All pictures are to be omitted while the lines starting at the line with "target | stone in grass" and ending at the line with "target | white t-shirt" in the material below are retyped exactly, both ends included.
▬▬▬▬▬▬▬▬▬▬
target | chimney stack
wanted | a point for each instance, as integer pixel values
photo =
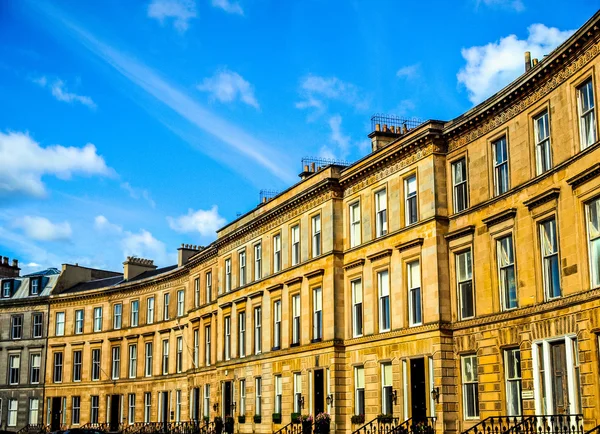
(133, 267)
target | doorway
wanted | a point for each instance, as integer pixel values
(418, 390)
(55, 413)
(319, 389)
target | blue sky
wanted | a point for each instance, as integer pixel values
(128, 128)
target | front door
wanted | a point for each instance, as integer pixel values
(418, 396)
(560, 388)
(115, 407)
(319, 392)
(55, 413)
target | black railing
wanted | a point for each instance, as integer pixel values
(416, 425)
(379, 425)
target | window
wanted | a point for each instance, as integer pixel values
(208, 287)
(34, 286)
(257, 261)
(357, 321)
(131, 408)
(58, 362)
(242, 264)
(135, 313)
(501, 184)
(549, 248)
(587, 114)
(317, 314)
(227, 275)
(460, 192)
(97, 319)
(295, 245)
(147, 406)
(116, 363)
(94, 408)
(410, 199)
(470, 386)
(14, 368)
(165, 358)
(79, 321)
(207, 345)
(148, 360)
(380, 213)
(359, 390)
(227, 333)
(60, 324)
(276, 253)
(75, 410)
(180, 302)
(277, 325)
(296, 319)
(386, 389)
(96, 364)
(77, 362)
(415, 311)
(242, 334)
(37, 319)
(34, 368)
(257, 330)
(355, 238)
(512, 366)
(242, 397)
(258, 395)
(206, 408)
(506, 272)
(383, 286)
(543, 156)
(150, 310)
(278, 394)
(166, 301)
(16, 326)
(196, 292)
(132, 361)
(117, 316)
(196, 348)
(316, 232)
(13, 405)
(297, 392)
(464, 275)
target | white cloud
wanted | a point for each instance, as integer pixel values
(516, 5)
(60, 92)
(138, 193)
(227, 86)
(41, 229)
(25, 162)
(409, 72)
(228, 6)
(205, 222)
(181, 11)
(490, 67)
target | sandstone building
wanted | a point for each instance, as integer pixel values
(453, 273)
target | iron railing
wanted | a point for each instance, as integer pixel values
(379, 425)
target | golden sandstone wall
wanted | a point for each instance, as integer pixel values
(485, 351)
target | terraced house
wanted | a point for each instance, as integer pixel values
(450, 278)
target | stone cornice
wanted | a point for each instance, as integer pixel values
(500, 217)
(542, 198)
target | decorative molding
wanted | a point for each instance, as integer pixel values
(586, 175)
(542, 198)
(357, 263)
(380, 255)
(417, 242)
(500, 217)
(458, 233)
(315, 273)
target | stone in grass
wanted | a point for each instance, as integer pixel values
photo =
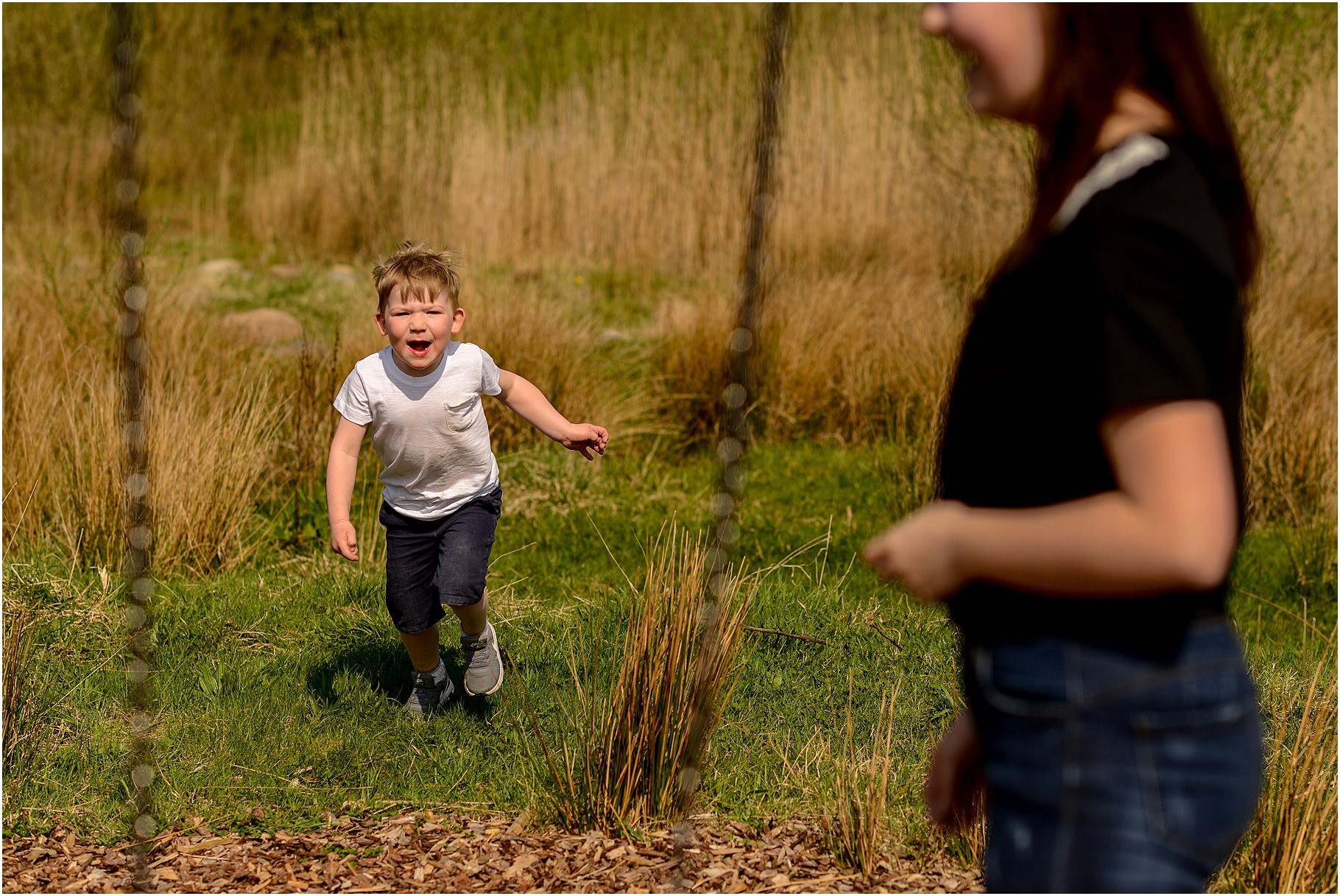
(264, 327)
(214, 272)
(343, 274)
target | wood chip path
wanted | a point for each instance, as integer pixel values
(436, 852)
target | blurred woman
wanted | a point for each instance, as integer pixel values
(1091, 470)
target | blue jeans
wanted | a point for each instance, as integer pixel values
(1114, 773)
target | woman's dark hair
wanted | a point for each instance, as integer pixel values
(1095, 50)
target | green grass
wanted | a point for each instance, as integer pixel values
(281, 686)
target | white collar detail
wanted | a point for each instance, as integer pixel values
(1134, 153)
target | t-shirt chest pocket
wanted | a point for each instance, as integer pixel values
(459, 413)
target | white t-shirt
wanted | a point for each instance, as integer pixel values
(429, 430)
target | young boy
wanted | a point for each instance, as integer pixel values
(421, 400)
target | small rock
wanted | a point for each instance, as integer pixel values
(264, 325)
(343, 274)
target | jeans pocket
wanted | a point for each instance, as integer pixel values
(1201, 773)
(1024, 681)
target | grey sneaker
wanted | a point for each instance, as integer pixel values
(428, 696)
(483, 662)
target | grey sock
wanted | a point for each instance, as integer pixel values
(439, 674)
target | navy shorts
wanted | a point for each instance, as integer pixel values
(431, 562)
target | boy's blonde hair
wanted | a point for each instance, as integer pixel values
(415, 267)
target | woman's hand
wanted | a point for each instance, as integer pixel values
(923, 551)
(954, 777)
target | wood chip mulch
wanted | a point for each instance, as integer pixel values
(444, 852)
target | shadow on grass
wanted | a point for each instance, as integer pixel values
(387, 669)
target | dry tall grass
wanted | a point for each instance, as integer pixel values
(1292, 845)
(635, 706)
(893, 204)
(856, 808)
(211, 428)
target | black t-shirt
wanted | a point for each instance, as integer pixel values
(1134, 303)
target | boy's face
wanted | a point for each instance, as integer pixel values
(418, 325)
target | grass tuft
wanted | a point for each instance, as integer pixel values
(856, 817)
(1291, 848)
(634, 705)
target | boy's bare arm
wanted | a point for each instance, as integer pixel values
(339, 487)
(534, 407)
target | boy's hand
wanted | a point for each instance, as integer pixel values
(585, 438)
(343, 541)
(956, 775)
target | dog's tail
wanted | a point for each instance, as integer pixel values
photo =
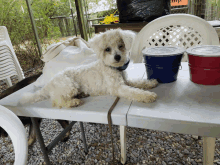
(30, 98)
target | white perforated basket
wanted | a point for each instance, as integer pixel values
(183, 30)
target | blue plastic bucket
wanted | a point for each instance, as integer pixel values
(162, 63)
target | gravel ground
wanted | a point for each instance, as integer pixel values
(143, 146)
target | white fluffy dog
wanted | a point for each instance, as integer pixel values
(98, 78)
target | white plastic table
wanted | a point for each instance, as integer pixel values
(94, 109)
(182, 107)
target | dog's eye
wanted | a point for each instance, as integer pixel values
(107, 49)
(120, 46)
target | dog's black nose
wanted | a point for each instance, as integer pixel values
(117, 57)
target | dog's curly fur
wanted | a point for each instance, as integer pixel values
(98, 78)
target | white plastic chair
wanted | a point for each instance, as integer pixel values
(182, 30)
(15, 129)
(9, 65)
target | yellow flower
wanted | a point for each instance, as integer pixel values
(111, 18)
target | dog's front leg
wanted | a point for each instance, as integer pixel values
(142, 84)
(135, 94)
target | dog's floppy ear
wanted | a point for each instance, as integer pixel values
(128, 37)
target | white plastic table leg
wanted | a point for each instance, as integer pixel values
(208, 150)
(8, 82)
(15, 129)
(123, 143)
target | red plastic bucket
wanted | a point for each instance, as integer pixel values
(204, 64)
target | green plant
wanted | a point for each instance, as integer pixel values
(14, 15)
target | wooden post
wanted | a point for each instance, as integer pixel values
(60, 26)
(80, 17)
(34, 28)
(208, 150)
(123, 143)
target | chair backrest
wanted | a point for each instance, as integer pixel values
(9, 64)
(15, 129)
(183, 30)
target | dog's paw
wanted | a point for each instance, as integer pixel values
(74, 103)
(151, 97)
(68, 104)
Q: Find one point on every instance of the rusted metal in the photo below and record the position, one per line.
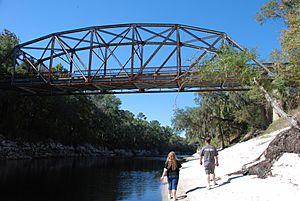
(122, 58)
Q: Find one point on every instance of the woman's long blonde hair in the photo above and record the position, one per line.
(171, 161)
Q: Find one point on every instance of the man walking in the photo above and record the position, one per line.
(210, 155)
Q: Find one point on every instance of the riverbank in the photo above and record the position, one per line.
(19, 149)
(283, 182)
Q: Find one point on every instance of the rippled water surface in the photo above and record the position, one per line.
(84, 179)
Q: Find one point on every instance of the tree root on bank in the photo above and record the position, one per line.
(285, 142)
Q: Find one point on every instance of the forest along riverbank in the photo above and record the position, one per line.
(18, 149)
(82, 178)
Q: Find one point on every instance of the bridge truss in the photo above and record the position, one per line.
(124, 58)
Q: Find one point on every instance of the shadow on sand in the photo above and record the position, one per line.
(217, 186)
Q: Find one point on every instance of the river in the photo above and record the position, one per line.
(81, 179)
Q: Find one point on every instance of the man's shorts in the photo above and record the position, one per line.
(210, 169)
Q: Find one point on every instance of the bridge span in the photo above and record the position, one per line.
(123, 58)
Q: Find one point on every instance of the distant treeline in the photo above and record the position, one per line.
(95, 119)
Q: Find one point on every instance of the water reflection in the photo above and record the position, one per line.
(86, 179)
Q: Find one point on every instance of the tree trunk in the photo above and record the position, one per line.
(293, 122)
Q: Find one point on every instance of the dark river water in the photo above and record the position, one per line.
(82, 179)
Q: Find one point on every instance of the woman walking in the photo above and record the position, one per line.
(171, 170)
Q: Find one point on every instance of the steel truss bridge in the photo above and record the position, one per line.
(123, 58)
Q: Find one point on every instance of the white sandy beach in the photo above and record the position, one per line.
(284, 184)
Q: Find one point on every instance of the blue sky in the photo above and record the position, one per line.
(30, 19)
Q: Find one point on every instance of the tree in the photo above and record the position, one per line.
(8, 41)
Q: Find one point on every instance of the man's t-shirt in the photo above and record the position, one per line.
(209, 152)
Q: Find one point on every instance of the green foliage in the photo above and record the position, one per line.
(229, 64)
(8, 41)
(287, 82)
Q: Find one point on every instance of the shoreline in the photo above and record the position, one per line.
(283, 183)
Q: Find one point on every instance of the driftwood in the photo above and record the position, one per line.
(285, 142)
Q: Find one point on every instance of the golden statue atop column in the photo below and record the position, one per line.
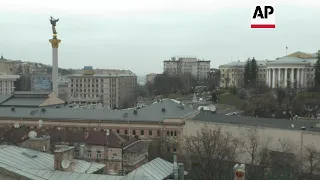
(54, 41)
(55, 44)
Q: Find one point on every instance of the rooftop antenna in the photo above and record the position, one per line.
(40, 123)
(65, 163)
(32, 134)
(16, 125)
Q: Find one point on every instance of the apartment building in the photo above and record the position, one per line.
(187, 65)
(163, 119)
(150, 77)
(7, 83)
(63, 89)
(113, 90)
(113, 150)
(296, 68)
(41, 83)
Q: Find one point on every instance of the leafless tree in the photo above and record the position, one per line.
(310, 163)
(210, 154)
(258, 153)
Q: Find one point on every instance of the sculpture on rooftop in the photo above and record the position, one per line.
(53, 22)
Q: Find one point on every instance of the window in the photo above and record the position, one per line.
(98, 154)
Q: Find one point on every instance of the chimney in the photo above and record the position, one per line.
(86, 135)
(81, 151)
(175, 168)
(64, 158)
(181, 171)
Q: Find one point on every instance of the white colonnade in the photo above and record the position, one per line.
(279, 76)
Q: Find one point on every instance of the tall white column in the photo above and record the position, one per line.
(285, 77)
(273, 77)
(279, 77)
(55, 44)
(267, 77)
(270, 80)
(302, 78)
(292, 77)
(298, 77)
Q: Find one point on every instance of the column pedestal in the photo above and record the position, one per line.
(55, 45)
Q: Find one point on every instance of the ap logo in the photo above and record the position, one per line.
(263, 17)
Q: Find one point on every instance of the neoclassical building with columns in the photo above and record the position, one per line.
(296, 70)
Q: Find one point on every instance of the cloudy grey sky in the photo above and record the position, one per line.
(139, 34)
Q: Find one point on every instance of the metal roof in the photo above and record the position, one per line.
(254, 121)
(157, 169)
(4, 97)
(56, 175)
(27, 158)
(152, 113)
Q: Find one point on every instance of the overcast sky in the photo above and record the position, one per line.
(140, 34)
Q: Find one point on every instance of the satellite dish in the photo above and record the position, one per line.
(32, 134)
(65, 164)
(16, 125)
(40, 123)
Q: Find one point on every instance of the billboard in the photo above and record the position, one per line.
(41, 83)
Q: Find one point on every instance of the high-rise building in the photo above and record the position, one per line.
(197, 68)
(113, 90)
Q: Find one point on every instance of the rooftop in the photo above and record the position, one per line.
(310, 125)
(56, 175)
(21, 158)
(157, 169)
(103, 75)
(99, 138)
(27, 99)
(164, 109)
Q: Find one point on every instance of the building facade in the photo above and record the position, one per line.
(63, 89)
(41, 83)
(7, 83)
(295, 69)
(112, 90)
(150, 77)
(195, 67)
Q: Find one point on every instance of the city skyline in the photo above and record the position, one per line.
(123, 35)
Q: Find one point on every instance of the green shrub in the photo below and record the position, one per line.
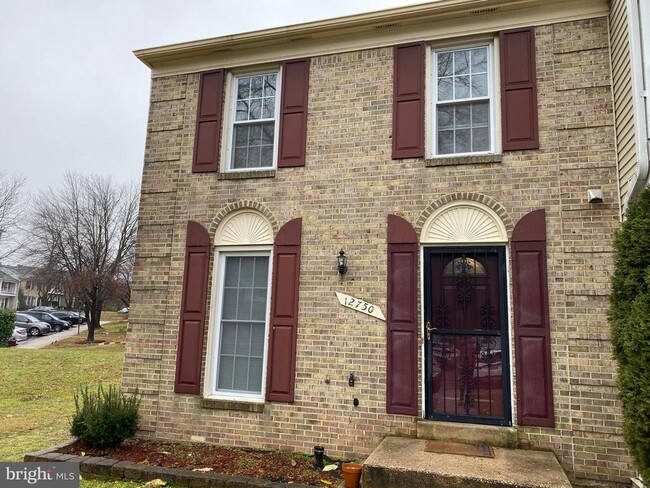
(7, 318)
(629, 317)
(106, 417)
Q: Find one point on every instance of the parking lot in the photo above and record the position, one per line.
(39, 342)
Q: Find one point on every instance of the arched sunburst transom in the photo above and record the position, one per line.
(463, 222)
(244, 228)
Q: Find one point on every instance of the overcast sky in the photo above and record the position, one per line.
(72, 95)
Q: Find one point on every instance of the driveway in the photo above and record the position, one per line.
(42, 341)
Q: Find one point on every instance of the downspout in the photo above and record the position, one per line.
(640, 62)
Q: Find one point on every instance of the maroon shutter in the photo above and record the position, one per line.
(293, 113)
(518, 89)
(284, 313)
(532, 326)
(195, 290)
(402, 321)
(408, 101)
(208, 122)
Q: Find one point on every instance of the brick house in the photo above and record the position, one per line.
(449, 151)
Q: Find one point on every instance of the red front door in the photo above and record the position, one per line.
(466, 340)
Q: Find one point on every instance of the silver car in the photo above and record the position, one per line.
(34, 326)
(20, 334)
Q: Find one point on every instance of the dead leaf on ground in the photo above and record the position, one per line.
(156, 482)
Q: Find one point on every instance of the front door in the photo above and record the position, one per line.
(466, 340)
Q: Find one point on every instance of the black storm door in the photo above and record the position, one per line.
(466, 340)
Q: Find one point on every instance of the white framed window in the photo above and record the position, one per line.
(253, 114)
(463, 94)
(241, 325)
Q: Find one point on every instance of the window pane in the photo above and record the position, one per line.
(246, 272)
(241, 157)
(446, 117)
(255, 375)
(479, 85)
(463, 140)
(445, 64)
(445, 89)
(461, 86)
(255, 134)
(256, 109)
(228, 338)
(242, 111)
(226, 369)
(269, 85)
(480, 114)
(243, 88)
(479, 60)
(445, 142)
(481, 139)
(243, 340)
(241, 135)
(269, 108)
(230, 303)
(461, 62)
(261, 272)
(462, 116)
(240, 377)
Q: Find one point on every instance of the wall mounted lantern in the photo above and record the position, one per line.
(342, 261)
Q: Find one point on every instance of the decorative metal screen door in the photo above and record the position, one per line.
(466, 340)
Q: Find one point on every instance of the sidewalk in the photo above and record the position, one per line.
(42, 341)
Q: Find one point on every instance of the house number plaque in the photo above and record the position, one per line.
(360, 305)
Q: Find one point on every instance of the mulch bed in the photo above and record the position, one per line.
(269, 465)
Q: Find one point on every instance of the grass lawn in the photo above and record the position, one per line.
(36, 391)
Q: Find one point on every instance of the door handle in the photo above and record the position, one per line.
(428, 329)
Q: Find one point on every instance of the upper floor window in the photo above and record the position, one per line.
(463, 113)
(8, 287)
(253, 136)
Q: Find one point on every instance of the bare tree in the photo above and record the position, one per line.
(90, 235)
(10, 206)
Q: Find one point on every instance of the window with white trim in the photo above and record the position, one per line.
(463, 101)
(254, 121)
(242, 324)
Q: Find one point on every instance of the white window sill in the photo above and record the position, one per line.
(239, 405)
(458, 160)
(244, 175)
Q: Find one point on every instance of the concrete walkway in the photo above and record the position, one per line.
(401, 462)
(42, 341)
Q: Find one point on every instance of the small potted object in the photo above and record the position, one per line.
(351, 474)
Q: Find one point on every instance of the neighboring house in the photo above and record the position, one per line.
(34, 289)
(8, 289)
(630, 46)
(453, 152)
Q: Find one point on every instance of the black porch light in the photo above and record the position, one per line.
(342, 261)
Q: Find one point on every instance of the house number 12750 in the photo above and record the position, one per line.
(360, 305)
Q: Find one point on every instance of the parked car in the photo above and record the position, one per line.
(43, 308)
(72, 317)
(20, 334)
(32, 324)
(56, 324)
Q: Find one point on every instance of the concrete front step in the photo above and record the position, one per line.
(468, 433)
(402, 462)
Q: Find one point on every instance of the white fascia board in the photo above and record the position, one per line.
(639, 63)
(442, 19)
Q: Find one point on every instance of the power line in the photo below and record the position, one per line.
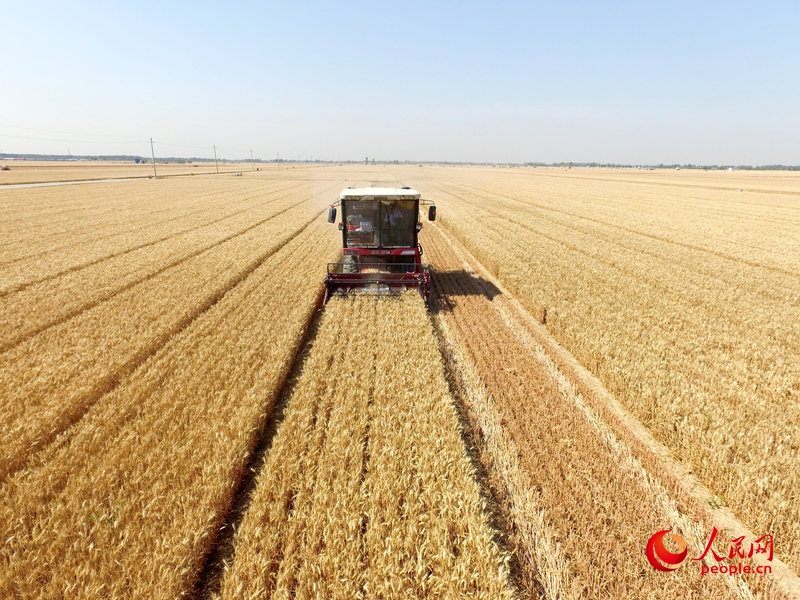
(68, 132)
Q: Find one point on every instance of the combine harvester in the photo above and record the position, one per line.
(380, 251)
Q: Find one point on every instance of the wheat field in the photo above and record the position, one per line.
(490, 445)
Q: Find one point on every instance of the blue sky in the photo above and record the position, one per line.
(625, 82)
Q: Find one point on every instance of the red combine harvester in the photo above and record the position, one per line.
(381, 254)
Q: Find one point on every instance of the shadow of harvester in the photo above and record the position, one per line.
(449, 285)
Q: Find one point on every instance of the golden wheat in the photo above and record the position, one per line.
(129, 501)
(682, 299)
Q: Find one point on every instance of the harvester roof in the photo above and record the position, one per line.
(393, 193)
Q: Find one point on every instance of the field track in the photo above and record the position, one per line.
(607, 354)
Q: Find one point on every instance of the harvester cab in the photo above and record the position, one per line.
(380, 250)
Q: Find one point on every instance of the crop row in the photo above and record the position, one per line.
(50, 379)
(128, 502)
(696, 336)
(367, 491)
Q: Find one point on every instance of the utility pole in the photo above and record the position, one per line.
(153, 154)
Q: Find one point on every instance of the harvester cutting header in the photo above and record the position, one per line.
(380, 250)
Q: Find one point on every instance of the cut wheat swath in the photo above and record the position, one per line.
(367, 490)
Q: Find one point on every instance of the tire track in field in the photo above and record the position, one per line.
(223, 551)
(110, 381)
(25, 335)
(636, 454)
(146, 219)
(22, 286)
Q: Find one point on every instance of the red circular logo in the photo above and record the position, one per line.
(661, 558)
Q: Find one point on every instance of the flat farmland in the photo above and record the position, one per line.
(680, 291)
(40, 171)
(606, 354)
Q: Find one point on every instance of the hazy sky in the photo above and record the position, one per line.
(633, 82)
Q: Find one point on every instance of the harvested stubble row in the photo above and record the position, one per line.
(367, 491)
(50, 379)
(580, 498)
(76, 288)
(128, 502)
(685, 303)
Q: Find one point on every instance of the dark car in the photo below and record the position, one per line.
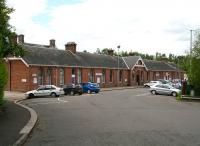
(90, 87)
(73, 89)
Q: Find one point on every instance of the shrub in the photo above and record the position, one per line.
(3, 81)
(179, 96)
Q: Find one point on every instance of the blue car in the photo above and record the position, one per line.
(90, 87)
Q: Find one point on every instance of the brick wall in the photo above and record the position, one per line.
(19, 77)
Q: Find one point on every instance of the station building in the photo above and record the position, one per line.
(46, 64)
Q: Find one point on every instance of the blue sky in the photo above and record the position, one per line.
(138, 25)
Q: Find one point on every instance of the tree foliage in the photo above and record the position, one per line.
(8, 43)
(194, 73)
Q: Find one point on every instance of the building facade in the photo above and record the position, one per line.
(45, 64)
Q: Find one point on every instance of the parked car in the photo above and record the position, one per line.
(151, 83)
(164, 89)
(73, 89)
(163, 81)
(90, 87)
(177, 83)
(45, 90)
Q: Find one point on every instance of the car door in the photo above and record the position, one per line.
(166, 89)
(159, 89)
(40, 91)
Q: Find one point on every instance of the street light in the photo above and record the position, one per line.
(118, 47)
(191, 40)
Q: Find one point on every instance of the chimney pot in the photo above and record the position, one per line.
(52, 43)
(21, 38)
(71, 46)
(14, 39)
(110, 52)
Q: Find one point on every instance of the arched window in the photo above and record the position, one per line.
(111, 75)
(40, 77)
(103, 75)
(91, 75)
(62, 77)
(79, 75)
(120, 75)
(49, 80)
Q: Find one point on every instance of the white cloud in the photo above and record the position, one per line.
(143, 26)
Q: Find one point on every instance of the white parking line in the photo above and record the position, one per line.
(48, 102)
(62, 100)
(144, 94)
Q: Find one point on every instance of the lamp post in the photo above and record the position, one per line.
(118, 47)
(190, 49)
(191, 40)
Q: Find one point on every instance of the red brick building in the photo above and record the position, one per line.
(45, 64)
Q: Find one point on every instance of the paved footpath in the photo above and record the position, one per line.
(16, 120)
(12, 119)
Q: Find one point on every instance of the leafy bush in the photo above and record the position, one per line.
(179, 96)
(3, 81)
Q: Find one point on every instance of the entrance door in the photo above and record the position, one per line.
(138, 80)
▬▬▬▬▬▬▬▬▬▬
> _Output_
target | stone in grass
wanted | a point for each instance, as integer pixel values
photo =
(264, 327)
(214, 272)
(343, 274)
target | wood chip path
wanted | a point for each instance, as integer pixel values
(436, 852)
target | blurred woman
wanted | a point for each instance, as integer pixel values
(1091, 470)
target | blue jeans
wanted | a point for each instance, as integer pixel values
(1114, 773)
target | woman's dark hair
wanted | a point for each instance, as integer pixel values
(1095, 50)
target | green grass
wanted | a point for each instance, as integer pixel values
(281, 686)
target | white collar detail
wanted | a point for each instance, as integer pixel values
(1134, 153)
target | t-shirt chest pocket
wanted | a point for each instance, as integer pixel values
(459, 413)
target | white t-shirt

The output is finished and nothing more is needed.